Rewrite the items from the start through the line containing "[[449, 175, 485, 192], [368, 180, 406, 197]]", replacing "Provide" with "Upload" and leaving everything else unchanged.

□ □ □ □ □ □ □

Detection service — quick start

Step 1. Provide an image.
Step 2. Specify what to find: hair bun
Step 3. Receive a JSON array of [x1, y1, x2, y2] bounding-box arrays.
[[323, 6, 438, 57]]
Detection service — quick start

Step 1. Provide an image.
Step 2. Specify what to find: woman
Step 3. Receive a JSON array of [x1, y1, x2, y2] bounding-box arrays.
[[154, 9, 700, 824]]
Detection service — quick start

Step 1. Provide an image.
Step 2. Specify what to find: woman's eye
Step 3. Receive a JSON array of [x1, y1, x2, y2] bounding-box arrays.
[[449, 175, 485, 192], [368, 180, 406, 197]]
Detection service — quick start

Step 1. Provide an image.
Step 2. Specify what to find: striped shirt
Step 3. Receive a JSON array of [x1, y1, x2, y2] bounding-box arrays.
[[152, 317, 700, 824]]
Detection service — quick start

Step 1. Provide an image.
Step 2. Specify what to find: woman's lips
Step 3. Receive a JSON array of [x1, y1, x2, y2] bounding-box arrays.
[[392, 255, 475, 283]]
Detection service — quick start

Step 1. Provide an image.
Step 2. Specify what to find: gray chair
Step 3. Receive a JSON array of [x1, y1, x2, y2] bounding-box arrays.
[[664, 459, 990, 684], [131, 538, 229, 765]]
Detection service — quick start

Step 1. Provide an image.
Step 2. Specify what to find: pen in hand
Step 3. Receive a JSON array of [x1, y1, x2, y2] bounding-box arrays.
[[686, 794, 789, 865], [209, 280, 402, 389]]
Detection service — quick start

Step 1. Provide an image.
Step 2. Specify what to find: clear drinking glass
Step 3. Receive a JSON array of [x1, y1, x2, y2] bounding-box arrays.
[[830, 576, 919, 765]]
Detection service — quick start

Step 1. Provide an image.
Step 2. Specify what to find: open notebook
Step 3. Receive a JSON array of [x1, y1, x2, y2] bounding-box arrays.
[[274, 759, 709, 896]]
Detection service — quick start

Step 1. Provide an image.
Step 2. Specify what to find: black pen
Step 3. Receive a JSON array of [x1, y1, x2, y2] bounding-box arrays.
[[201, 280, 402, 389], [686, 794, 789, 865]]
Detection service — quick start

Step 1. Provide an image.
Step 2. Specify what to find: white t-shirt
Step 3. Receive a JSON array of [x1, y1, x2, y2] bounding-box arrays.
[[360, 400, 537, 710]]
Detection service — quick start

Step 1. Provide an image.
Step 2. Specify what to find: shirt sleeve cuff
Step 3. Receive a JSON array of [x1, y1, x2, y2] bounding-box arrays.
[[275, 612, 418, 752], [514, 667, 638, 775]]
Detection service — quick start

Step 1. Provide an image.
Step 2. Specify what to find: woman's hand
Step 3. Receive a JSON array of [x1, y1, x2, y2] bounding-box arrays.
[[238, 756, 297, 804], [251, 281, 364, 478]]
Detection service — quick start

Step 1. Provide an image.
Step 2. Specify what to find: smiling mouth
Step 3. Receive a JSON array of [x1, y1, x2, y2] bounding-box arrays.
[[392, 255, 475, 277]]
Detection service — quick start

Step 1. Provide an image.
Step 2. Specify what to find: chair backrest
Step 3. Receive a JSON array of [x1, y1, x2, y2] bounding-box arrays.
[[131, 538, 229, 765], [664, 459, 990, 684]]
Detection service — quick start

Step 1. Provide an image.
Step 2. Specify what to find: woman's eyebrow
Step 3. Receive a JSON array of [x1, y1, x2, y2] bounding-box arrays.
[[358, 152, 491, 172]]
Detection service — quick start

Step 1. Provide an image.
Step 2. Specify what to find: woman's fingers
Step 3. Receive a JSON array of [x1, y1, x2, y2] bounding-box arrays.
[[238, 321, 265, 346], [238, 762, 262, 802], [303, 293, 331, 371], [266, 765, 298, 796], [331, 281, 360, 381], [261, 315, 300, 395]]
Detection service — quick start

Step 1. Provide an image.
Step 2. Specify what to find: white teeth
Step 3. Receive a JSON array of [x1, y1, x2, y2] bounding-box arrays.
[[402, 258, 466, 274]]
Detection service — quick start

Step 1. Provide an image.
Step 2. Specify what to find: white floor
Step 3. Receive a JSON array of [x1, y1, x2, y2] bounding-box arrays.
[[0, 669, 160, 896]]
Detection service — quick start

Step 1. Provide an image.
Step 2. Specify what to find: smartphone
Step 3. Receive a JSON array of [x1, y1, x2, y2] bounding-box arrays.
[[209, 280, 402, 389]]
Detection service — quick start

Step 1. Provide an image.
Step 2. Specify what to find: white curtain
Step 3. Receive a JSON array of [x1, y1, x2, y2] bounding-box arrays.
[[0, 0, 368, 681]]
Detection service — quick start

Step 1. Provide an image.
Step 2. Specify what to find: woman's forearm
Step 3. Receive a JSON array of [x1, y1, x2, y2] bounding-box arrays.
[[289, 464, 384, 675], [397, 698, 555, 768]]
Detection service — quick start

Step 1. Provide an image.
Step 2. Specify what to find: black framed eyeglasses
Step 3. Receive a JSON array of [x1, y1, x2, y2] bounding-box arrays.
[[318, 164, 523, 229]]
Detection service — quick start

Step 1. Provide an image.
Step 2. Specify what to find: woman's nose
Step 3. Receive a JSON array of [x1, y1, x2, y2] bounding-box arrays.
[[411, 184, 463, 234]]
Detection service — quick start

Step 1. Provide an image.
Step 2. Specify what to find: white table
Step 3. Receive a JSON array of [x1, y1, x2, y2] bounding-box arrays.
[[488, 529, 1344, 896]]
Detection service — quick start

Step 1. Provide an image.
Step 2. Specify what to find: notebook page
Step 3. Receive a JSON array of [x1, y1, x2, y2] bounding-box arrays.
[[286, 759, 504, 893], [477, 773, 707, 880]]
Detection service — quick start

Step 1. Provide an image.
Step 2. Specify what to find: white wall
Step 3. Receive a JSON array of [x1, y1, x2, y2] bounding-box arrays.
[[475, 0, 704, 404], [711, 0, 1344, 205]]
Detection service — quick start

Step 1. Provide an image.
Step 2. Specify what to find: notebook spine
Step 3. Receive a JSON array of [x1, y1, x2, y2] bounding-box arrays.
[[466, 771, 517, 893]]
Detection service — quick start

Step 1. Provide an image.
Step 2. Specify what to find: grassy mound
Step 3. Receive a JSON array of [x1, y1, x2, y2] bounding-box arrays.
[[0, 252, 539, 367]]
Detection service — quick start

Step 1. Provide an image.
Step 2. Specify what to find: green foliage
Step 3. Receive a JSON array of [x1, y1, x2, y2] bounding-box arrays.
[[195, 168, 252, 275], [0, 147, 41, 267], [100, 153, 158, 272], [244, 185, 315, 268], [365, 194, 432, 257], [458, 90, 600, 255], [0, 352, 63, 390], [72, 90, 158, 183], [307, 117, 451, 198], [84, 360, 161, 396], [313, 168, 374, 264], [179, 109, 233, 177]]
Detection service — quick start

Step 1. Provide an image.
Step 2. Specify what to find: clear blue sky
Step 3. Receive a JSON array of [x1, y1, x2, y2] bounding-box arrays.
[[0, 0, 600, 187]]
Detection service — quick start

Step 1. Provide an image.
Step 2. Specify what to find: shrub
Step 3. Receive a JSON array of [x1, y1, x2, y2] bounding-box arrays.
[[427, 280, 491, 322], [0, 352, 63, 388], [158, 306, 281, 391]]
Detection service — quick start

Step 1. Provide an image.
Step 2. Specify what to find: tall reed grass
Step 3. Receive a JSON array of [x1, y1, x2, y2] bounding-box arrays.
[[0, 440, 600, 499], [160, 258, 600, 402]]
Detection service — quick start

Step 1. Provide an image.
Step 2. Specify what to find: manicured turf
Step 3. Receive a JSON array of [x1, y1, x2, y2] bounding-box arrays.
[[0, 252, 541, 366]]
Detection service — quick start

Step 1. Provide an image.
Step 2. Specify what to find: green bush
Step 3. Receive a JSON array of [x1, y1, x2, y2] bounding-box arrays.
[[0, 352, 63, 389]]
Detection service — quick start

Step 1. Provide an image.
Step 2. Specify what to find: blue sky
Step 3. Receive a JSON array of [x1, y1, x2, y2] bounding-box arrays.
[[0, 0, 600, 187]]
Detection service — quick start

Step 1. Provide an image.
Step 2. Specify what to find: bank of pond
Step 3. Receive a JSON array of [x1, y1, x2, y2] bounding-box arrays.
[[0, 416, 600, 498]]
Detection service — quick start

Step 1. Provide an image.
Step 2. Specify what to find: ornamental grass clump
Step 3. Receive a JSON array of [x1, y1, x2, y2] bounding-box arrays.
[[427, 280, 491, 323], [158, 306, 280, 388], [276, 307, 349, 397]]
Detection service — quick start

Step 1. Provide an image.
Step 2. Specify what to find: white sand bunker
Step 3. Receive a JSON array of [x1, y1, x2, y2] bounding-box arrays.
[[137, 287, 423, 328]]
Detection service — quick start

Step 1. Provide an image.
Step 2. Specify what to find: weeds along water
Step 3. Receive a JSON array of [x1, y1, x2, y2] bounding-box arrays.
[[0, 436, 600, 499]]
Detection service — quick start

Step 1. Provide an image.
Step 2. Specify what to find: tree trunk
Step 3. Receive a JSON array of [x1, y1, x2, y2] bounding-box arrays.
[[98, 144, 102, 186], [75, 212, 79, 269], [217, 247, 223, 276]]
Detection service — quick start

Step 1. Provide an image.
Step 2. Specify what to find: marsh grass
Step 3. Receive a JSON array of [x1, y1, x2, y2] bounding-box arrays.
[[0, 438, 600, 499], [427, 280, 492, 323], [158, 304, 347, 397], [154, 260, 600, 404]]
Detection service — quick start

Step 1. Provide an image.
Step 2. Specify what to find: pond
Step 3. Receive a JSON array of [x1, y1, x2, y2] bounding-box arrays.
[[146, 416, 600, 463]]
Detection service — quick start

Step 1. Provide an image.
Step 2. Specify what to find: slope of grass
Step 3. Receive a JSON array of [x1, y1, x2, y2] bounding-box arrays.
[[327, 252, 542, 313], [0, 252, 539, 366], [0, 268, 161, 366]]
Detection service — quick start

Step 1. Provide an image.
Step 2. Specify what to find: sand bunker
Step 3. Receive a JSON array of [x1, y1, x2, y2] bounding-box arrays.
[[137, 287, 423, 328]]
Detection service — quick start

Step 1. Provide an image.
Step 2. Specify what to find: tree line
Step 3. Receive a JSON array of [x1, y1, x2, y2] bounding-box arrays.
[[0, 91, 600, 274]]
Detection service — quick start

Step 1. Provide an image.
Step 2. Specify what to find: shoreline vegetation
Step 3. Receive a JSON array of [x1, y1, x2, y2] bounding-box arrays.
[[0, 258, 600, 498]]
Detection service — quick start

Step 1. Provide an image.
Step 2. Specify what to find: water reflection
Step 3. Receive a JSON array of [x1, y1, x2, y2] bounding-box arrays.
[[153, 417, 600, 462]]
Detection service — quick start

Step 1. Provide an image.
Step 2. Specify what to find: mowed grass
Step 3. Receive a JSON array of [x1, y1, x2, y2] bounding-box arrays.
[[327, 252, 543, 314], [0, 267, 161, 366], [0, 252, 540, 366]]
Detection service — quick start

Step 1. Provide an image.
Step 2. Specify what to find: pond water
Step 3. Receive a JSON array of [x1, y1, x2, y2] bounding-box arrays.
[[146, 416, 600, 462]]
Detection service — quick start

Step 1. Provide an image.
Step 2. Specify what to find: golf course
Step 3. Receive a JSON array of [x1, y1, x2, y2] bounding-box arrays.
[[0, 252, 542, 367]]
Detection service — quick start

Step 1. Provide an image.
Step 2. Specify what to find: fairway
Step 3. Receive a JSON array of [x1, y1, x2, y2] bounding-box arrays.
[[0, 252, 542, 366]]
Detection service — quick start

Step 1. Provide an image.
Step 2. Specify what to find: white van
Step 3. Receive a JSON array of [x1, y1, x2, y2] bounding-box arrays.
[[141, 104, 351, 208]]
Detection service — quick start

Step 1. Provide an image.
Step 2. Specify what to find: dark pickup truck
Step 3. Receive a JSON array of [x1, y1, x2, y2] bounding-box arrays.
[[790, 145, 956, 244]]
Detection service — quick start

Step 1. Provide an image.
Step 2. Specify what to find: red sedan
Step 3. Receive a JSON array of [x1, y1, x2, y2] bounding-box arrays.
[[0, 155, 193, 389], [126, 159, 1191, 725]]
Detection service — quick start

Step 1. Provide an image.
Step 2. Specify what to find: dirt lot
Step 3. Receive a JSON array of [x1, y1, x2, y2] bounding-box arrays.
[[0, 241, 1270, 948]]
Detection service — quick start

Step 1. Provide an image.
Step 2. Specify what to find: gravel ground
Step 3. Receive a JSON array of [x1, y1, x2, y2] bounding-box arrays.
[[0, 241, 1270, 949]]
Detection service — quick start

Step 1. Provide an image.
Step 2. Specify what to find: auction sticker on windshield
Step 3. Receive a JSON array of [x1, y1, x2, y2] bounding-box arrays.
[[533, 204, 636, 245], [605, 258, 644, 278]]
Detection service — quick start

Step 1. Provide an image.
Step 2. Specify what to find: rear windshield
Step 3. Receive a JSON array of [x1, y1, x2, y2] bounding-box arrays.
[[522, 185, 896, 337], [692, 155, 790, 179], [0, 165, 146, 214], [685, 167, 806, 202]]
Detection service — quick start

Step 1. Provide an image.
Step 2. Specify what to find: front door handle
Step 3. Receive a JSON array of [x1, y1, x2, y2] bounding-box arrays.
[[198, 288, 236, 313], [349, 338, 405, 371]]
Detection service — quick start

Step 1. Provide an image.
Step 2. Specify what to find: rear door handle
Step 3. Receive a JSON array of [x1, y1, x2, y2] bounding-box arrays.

□ □ □ □ □ □ □

In response:
Detection service — quick start

Step 1. Upload an image.
Step 2. Specify what to find: hair bun
Step 3. Receive a JSON array of [x1, y1, x2, y2] bounding-box arrays.
[[323, 6, 438, 57]]
Detection service — quick start

Step 1. Upload an image.
Step 2. Specify what to find: woman
Step 3. Receive a JSON array of [x1, y1, x2, y2] bounding-box arrays.
[[154, 9, 700, 824]]
Detection service — quick start

Step 1. Upload an image.
Step 2. Specify what to find: woman's eye
Step 3. Receive a JSON array of [x1, y1, x2, y2] bounding-box arrays.
[[449, 175, 485, 192], [368, 180, 406, 197]]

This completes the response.